(Referring expression pointing data)
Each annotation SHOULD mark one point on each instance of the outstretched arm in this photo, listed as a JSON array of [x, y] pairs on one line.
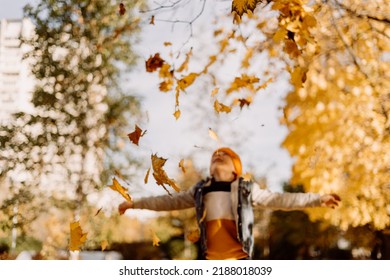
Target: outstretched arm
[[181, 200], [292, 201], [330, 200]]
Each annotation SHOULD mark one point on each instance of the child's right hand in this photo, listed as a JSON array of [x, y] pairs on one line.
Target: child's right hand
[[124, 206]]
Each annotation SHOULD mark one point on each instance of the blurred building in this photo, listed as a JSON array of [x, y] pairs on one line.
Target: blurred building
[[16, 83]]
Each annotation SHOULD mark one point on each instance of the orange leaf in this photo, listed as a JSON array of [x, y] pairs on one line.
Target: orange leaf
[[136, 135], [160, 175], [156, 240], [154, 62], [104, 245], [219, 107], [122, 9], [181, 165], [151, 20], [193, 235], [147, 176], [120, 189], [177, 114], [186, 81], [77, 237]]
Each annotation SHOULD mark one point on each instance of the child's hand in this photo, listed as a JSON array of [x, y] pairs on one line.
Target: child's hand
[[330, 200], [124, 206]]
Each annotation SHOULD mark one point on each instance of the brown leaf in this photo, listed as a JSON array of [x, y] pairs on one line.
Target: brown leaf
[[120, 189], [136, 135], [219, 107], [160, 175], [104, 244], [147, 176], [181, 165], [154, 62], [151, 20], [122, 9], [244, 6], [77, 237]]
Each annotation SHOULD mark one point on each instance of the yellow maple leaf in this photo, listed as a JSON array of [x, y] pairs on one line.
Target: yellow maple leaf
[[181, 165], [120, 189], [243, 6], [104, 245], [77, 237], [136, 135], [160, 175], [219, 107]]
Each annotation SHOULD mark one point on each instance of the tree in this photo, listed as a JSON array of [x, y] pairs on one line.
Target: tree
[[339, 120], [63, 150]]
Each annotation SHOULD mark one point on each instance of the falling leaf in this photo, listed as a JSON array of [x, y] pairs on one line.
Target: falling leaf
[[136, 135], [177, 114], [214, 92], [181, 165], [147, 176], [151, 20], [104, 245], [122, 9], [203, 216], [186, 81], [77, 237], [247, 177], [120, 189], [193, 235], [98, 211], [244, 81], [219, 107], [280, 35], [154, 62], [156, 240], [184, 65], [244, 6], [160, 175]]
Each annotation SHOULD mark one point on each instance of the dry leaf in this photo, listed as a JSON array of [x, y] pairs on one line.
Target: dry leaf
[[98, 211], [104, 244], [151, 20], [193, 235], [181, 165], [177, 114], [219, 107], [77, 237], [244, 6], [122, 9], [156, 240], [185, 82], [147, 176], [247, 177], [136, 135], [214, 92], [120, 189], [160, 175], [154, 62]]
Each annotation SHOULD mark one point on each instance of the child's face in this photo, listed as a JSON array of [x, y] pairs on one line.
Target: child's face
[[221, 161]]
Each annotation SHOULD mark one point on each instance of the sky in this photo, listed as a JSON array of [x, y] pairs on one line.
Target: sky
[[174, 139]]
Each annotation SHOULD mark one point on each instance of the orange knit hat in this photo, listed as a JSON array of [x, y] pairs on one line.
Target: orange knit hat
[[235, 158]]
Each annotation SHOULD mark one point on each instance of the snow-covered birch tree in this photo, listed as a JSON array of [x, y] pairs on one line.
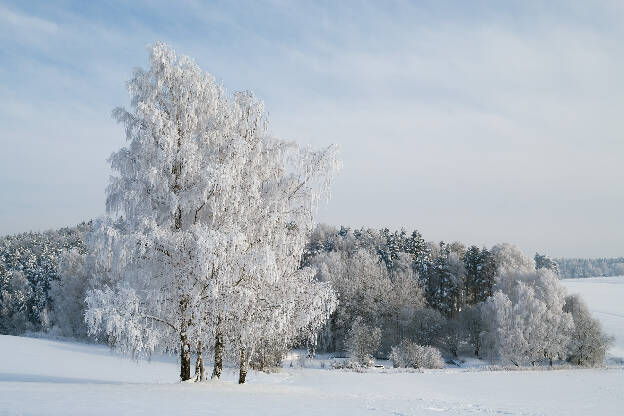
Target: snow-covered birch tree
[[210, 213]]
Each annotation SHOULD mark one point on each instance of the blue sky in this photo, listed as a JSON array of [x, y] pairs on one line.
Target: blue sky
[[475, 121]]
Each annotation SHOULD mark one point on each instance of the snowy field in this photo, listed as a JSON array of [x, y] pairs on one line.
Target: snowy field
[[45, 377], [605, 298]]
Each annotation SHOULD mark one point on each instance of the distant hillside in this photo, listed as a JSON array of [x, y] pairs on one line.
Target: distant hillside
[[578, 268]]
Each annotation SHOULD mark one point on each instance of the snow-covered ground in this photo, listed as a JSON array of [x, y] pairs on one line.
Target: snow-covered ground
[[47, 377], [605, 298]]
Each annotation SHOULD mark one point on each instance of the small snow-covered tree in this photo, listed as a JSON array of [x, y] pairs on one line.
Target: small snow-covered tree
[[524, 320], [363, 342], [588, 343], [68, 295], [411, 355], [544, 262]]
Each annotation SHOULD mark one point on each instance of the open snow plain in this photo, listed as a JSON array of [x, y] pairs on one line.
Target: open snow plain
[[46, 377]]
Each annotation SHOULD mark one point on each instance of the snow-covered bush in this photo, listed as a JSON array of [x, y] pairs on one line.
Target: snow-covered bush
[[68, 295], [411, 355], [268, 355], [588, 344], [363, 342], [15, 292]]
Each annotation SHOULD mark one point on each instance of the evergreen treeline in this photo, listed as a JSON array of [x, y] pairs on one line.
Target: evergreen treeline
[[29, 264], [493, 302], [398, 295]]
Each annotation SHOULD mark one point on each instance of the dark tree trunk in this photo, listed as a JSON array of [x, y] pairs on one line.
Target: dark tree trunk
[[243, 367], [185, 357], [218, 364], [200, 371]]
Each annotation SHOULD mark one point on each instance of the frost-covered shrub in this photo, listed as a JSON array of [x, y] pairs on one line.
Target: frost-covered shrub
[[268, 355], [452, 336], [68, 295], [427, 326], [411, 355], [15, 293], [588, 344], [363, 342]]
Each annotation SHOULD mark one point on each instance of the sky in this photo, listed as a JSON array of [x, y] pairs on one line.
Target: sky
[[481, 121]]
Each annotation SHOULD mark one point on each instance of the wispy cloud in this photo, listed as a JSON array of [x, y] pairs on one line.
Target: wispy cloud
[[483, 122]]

* * *

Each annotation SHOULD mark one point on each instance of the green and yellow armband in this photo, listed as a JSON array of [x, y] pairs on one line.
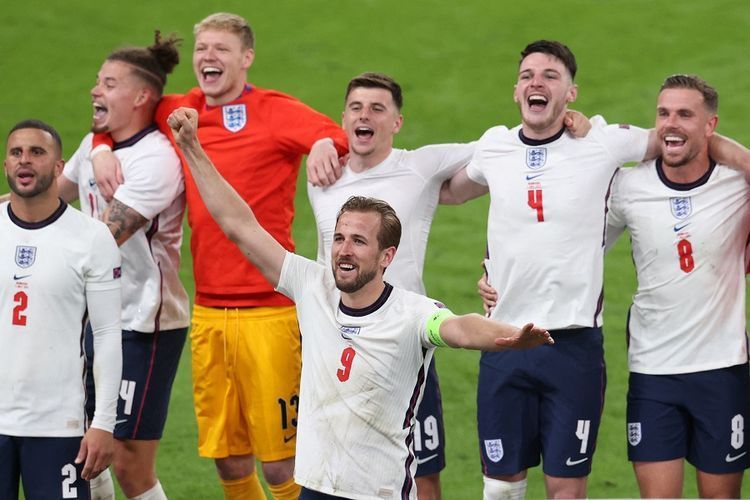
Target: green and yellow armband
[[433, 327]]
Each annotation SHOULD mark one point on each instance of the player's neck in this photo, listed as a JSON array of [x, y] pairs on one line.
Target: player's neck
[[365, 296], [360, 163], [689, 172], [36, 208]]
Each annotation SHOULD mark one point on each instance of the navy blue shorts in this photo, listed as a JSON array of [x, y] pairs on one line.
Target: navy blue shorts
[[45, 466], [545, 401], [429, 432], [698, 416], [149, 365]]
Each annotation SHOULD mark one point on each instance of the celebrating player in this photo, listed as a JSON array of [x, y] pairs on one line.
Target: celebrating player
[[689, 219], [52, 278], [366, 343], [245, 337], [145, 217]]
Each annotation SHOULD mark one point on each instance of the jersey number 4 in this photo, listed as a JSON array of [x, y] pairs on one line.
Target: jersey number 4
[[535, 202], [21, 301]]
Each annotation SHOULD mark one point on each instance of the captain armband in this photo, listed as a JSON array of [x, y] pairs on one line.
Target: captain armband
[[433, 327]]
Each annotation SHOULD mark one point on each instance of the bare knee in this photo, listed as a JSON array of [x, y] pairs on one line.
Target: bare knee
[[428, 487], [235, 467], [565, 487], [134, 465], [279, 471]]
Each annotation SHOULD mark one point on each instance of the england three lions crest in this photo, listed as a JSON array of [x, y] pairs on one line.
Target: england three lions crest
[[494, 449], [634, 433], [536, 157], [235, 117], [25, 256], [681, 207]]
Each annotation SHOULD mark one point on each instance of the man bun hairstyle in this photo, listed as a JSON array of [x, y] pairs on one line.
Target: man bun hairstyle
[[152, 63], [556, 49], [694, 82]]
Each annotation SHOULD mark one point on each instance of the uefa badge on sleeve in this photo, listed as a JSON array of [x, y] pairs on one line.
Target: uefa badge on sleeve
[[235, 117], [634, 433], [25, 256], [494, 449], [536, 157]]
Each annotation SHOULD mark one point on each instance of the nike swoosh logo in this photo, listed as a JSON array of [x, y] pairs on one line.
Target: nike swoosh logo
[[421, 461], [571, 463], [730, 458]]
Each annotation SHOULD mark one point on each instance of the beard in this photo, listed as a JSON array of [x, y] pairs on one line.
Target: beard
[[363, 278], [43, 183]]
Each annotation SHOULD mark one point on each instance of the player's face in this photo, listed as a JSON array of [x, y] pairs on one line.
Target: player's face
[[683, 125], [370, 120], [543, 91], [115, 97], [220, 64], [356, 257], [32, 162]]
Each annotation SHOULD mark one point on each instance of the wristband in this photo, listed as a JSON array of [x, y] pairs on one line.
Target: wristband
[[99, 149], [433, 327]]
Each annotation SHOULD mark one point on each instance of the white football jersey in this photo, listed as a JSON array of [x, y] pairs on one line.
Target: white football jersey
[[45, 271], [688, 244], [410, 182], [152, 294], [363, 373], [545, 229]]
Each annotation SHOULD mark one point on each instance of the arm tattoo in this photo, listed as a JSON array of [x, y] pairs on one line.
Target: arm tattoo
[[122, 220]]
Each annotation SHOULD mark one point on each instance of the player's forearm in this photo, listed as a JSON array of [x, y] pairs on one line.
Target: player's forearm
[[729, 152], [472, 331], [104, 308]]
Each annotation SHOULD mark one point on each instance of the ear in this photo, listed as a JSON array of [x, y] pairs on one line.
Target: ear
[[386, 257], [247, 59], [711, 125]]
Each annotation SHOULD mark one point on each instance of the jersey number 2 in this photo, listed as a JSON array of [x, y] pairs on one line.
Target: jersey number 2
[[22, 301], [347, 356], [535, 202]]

■ Task objective
Give again, exactly as written above, every line from the one holding "of the outstretched" to the one holding "the orange leaf", with both ends kept and the pictures left out.

■ Your response
Each annotation SHOULD mark one point on each instance of the outstretched arm in this photo, listed as a JSON array of [x, y] pairs on one line.
Target: outstretched arm
[[181, 200], [292, 201], [330, 200]]
Each annotation SHOULD mark one point on each instance of the child's right hand in this photo, listed as a JSON array of [x, y] pairs on one line.
Target: child's right hand
[[124, 206]]
Each annotation SHOULD mark one point on each instance of the blurred building in this photo, listed as a JSON array of [x, y] pairs on one line.
Target: blurred building
[[16, 83]]
Each annotation SHOULD mark one point on each instance of the orange leaf in this photo, listed as a JSON array of [x, y] pairs on one line.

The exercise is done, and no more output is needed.